= DIRECTIONS =
• 1. Answer these questions from the forum thread on aggregation stages, giving each answer on its own line and marking it (a), (b) or (c) to match.
(a) Which three operators does the original poster want to write as a single stage?
(b) Which operator does the first reply name for splitting a pipeline?
(c) Which operator does the original poster think the replier meant, and which two operators does it combine?
• 2. Reproduce part of the forum thread on aggregation stages word for word, starting at the words "instead of three" and ending after the words "used) with others.".

= TEXT BLOCK =
+++++
Is it possible to for some aggregation operators to be used within the same stage?

Every stage I have seen so far have the same pattern:

{ $aggrop: {...parameters...}}

That is a stage is a JSON object with a single field. However JSON object can have many fields. And I wonder if it’s possible use multiple aggregation operators within the same stage.
E.g.

{ $aggrop0: {...parameters...}, $aggrop1: {...parameters...}, $aggrop2: {...parameters...}, ... }

Of course, only in cases when there is no ambiguity.

I.e. write one stage like this:

{
  $sort: {...},
  $skip: S,
  $limit: N
}

instead of three separate stages:

{ $sort: {...} },
{ $skip: S },
{ $limit: N }

This would reduce the number of stages in pipeline. Moreover some aggregation operators seems to make sense (or typically used) with others.

Thanks,
Dmytro

Hi @Dmytro_Sheyko

Stages are applied to documents and operators to fields. So, in my view, the answer is no.

We can’t merge stages, or create new custom stages, but it would be interesting.

But there are some already implementing what you suggest, like $groupByAndCount (I can’t remember the exact name, but it is similar.)

The reverse is possible though (i.e split a pipeline) using $facet.

1 Like

Thank you @santimir,
Perhaps you meant $sortByCount, which is $group + $sort.
As for user defined custom stages, you anticipated my next question. Too bad that the answer is “no”.
+++++
= INFORMATION =
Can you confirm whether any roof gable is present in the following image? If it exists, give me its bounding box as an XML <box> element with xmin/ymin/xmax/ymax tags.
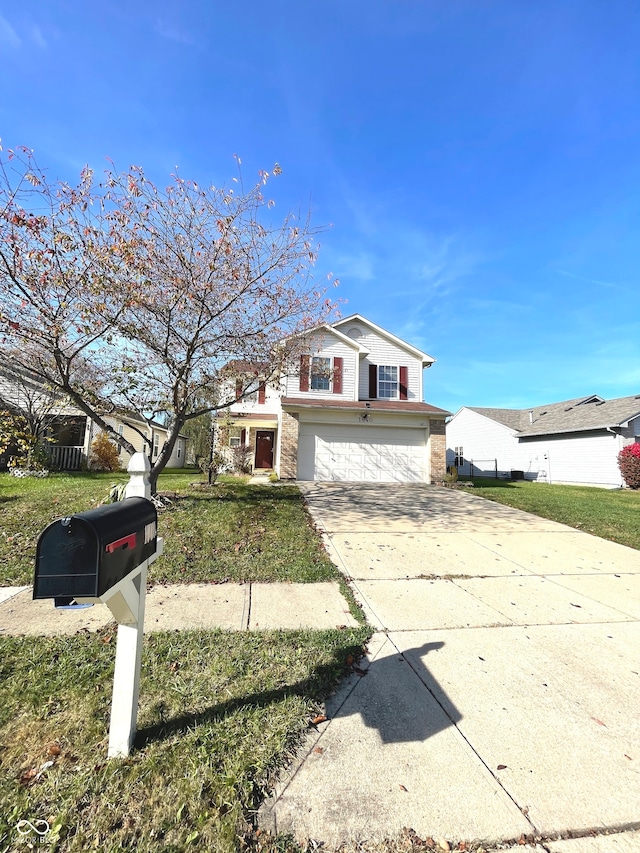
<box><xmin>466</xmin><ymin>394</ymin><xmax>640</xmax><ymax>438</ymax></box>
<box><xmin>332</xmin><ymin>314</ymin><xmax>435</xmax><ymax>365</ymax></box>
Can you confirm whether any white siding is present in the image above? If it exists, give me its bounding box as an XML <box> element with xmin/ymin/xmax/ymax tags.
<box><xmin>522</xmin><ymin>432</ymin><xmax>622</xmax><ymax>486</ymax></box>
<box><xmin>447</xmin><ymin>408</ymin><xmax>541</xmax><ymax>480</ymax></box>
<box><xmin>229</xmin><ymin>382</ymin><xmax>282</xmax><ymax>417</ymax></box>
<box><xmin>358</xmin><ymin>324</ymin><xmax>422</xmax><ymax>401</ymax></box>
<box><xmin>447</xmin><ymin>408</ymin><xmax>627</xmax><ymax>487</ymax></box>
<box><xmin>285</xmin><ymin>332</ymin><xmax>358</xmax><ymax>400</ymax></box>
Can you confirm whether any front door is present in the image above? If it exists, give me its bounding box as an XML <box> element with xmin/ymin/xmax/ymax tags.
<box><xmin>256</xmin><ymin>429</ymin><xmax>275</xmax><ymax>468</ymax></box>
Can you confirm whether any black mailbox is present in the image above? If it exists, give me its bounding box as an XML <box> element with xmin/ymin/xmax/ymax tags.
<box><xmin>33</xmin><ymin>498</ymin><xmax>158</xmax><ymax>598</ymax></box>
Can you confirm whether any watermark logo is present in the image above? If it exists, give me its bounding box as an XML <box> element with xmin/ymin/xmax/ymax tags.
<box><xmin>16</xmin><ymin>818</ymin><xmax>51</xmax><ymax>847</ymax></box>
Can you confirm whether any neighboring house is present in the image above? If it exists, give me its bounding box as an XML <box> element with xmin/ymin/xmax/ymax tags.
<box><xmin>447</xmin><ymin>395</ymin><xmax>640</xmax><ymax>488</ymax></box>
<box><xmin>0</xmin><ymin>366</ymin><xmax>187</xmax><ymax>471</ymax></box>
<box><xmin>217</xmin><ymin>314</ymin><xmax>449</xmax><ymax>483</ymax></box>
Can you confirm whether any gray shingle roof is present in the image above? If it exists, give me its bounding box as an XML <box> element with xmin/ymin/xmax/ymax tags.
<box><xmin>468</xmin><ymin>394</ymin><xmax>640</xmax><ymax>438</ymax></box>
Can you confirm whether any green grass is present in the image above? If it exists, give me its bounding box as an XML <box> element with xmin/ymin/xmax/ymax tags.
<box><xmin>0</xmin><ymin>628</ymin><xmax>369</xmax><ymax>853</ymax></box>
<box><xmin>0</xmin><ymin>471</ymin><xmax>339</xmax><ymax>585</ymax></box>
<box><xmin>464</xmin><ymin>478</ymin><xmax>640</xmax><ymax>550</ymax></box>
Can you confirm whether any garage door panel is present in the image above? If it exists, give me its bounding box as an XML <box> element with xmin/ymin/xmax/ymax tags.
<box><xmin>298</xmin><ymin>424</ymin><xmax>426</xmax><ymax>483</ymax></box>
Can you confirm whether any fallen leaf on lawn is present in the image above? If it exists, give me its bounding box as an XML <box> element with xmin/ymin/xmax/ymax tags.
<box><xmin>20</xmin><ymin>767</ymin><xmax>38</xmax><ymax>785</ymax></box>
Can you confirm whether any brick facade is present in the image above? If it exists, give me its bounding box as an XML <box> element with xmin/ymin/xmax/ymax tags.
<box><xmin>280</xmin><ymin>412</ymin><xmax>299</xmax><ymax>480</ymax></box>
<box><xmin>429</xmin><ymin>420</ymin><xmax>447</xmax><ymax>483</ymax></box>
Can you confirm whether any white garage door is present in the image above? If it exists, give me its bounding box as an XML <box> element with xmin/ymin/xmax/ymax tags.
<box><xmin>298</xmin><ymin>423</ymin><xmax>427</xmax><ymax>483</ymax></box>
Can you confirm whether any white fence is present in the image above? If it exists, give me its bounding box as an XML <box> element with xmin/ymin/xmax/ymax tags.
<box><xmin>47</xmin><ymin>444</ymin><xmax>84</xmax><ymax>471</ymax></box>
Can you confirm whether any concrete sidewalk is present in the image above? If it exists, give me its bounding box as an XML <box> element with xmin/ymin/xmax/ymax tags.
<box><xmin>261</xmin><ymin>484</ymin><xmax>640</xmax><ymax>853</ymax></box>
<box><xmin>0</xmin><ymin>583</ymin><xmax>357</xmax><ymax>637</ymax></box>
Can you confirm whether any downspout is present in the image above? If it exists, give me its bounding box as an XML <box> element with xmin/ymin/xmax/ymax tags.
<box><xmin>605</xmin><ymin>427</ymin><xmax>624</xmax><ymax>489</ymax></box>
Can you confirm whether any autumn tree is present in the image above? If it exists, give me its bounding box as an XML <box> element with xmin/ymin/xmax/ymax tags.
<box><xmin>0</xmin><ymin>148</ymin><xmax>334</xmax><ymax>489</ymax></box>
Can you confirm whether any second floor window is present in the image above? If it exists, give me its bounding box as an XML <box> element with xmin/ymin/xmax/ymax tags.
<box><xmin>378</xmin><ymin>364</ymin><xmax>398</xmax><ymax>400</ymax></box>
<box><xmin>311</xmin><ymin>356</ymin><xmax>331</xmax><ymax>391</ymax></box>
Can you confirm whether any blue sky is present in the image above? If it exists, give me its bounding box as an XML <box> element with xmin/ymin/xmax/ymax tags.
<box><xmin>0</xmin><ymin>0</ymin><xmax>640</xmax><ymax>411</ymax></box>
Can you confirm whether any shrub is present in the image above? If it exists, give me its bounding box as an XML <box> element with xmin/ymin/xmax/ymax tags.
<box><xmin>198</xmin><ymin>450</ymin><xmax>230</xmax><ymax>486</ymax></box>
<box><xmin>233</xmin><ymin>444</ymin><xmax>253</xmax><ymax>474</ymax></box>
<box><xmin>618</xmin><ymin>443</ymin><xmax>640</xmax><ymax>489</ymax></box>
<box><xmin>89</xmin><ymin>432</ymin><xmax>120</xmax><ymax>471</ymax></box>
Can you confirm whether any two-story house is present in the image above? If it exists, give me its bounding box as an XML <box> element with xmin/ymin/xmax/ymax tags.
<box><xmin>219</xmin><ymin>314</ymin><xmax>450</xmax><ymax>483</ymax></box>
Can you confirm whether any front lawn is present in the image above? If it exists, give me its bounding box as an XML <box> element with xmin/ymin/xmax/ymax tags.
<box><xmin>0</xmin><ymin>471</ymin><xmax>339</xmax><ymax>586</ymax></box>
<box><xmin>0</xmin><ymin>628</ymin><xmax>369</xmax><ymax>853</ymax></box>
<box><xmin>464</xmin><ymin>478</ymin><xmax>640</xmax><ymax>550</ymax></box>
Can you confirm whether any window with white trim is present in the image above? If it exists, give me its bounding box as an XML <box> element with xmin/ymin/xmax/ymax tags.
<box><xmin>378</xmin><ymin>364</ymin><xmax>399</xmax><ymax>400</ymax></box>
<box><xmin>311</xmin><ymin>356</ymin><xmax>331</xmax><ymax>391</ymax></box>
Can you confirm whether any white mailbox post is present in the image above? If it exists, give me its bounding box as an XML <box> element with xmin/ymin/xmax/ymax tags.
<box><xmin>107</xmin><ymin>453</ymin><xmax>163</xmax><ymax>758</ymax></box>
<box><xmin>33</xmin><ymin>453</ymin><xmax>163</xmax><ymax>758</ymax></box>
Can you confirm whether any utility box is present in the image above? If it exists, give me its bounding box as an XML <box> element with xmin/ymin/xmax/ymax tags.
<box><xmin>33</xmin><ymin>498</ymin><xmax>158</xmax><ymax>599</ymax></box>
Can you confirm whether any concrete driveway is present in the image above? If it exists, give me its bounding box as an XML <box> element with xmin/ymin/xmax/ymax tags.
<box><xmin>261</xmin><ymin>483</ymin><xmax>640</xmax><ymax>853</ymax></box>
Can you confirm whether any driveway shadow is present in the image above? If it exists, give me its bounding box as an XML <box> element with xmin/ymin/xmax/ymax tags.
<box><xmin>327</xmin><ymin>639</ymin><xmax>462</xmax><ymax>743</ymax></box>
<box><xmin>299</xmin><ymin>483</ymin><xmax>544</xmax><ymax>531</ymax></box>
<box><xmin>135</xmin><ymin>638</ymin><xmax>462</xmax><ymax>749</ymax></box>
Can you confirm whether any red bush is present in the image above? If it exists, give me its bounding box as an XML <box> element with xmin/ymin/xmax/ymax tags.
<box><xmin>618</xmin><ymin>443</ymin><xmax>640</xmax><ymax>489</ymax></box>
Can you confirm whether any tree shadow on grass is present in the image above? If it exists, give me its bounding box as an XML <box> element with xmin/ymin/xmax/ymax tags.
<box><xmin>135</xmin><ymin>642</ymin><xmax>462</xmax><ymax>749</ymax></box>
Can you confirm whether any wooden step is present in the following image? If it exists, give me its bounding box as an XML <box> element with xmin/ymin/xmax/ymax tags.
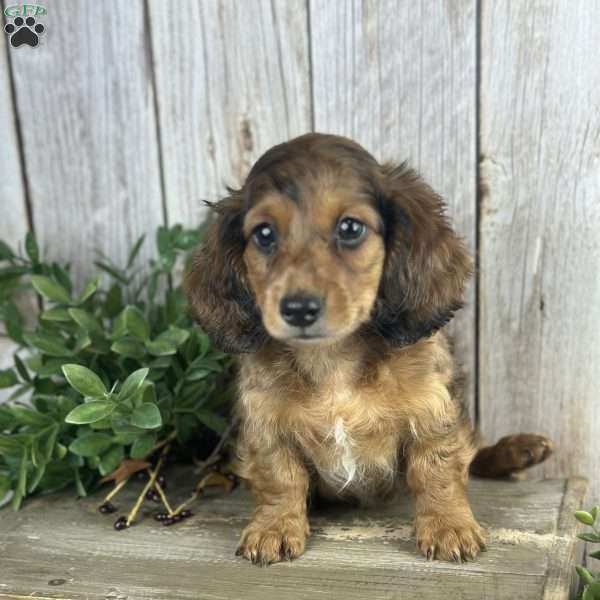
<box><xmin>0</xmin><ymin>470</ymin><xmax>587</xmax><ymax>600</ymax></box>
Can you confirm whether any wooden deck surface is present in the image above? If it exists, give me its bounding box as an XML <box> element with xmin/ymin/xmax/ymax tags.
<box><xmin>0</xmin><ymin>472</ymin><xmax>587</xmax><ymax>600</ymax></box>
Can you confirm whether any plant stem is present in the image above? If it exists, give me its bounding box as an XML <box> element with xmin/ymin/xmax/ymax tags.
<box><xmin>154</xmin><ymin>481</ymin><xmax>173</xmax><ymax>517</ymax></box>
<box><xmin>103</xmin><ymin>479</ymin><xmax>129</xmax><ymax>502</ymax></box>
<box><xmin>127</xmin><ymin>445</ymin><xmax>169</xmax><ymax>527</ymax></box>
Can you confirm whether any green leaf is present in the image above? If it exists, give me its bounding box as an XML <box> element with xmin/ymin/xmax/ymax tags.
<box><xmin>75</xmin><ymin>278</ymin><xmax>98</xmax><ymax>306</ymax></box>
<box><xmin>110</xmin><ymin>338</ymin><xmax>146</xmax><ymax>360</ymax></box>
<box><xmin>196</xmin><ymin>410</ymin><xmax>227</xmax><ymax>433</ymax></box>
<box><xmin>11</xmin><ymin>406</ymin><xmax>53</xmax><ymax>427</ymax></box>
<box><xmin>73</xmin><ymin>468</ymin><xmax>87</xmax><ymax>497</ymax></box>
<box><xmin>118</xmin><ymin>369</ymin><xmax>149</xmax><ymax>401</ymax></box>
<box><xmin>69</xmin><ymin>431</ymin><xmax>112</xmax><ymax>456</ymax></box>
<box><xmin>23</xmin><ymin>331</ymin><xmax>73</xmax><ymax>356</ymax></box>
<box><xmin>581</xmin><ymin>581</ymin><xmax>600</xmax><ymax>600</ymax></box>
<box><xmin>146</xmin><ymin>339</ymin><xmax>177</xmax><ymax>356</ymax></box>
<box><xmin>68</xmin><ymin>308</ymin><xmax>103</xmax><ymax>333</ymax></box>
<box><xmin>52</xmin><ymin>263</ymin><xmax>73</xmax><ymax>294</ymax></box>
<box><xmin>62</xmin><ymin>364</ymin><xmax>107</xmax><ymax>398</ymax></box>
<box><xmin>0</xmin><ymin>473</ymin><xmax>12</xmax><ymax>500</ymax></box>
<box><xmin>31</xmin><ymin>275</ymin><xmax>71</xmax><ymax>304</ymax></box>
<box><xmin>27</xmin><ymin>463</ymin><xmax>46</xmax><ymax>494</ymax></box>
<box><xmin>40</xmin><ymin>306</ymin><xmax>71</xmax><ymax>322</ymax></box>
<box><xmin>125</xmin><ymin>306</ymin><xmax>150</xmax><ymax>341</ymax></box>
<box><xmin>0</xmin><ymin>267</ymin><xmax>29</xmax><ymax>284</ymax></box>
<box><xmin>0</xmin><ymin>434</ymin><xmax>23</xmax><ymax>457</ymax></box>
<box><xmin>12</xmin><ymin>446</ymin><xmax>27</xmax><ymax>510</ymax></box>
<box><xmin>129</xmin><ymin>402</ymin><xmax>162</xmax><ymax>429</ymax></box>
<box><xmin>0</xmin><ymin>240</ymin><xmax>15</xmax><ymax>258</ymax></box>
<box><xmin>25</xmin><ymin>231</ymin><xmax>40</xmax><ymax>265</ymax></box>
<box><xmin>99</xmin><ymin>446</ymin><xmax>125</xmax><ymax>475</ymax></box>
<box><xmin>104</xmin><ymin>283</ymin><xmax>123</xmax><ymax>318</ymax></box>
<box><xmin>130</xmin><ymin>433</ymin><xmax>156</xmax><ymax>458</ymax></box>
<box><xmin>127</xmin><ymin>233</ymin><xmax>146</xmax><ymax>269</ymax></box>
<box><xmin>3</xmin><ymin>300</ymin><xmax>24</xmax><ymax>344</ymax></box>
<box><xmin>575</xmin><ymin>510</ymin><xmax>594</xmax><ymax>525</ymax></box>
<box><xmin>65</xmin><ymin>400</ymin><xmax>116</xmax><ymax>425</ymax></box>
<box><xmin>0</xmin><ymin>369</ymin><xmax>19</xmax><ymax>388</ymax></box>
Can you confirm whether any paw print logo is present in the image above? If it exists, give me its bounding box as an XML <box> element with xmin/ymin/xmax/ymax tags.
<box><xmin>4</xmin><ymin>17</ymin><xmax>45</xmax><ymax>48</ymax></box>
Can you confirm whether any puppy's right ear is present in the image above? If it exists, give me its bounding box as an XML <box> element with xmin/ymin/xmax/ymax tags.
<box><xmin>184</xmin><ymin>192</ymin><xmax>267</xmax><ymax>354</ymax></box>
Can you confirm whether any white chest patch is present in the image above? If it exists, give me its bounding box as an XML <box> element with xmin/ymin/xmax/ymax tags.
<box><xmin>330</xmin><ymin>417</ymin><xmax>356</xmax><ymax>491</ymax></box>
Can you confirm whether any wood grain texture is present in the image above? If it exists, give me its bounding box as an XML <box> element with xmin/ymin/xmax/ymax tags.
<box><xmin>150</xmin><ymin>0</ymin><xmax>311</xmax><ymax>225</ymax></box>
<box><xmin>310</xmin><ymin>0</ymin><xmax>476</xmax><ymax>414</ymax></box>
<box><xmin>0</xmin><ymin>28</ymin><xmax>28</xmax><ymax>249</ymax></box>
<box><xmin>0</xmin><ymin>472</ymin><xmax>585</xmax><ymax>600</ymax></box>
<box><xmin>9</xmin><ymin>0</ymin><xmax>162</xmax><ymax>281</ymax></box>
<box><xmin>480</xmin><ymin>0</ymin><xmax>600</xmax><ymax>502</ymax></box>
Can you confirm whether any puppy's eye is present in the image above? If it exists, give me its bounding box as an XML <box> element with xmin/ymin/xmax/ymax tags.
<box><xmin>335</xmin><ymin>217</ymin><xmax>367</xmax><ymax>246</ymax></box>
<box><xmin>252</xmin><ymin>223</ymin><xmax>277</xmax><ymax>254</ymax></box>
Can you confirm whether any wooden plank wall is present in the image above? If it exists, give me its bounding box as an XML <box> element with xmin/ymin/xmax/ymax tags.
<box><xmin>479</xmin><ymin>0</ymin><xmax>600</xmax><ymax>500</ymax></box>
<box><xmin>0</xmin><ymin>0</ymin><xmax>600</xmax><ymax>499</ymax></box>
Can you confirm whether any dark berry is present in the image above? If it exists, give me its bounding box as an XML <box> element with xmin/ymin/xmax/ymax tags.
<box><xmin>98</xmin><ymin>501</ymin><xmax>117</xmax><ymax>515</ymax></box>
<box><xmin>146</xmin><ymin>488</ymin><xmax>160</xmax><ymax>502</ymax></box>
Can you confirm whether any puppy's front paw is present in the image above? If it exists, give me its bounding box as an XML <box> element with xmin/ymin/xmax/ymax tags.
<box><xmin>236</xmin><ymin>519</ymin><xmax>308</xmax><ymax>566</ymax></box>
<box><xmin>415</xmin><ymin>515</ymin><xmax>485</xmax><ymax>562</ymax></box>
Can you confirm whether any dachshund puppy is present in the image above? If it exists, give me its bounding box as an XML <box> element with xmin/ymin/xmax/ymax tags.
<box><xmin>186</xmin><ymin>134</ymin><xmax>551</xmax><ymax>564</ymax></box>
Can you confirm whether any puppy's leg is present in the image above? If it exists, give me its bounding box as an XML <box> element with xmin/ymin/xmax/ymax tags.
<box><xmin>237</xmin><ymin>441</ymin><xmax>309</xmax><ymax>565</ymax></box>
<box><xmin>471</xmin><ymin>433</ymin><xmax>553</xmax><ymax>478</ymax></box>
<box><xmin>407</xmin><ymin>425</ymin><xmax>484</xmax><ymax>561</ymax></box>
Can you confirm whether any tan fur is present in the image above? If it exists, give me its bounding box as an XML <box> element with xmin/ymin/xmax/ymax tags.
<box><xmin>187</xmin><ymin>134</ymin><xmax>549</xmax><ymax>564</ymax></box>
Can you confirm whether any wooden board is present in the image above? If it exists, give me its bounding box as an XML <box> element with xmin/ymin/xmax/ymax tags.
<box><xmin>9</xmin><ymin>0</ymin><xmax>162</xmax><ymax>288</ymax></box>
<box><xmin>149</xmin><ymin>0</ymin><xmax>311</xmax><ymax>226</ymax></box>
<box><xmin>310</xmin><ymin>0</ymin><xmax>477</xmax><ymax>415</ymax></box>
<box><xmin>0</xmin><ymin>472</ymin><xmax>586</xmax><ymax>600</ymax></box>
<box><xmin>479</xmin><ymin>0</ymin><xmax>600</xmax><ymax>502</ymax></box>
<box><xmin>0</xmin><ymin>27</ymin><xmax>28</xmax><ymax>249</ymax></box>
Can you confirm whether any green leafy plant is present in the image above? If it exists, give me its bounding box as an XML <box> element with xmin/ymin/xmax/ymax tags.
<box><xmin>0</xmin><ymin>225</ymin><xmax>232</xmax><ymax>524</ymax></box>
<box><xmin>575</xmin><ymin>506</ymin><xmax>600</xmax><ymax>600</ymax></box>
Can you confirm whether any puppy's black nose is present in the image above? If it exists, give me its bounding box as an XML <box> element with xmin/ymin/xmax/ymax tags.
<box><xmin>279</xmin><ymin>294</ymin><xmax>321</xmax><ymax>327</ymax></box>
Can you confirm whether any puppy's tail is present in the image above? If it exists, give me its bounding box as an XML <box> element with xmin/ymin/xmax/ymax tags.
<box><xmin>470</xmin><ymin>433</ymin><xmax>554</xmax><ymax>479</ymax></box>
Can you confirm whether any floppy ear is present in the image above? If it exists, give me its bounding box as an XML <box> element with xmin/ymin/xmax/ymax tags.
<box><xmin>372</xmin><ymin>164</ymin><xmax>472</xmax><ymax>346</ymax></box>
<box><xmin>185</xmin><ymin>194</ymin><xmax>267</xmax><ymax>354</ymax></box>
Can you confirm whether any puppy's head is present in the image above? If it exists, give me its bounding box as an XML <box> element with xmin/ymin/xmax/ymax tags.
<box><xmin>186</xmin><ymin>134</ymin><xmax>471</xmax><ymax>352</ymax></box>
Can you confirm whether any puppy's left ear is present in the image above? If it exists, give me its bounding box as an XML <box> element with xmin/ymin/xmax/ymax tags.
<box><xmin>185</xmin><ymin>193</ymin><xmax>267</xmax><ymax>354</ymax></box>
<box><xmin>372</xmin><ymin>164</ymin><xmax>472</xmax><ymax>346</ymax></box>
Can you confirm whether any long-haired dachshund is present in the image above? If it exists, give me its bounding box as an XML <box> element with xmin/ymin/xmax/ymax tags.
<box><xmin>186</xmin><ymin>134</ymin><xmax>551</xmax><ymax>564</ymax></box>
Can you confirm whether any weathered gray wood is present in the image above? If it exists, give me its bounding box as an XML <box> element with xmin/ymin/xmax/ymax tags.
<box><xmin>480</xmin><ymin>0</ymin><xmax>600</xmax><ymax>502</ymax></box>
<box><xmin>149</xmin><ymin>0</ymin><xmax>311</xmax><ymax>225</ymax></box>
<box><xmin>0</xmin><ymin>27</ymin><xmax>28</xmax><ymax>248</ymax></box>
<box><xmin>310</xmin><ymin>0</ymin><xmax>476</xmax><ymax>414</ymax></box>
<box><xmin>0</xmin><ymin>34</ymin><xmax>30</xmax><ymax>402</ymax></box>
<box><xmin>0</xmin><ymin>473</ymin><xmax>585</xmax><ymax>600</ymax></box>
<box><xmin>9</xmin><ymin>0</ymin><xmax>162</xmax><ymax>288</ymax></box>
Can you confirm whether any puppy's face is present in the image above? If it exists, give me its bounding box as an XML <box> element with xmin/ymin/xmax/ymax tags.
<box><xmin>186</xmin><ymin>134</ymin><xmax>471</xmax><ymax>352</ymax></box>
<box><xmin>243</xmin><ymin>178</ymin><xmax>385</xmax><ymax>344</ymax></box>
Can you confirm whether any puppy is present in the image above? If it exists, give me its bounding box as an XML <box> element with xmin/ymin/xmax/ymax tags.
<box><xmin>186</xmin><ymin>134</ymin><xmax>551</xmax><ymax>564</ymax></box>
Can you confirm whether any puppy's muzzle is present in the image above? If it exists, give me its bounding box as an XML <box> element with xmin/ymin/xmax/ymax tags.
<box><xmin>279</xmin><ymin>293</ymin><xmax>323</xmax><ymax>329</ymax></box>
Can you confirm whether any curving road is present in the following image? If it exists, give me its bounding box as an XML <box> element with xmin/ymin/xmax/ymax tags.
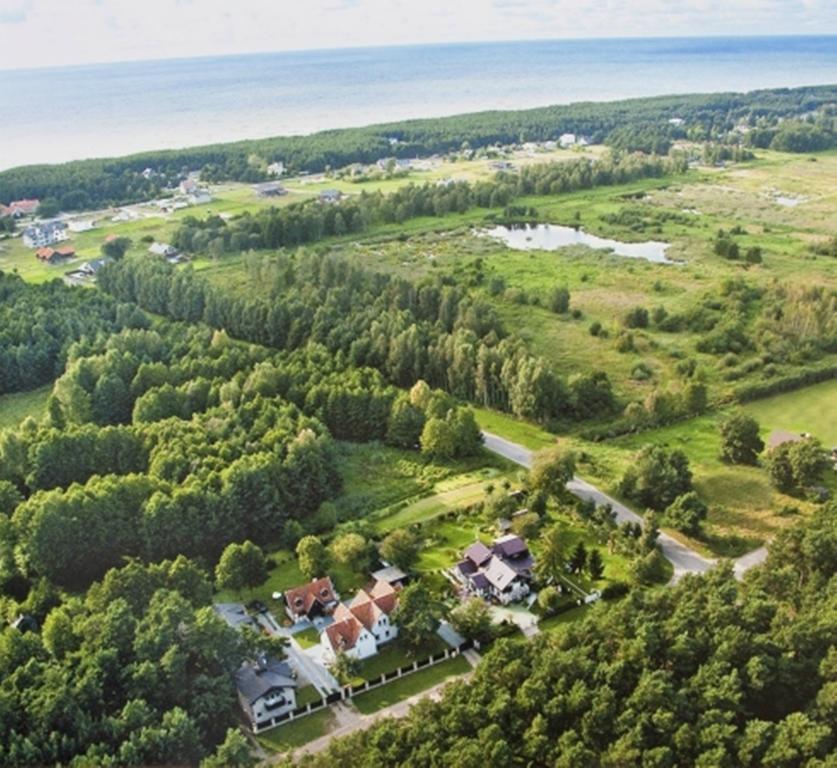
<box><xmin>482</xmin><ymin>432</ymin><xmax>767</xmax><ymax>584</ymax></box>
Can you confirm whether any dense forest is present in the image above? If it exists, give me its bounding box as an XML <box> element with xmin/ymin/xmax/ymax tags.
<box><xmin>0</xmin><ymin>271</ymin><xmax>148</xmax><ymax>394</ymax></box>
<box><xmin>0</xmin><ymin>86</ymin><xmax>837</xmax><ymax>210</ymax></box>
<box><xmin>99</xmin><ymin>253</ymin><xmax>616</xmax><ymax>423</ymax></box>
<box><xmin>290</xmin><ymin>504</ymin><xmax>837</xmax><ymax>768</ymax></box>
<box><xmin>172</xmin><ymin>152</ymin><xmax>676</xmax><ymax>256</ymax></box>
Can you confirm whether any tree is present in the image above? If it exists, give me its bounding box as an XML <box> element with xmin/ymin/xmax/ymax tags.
+++++
= SOLUTIONS BELOW =
• 1.
(a) $sort, $skip and $limit
(b) $facet
(c) $sortByCount, which combines $group and $sort

• 2.
instead of three separate stages:

{ $sort: {...} },
{ $skip: S },
{ $limit: N }

This would reduce the number of stages in pipeline. Moreover some aggregation operators seems to make sense (or typically used) with others.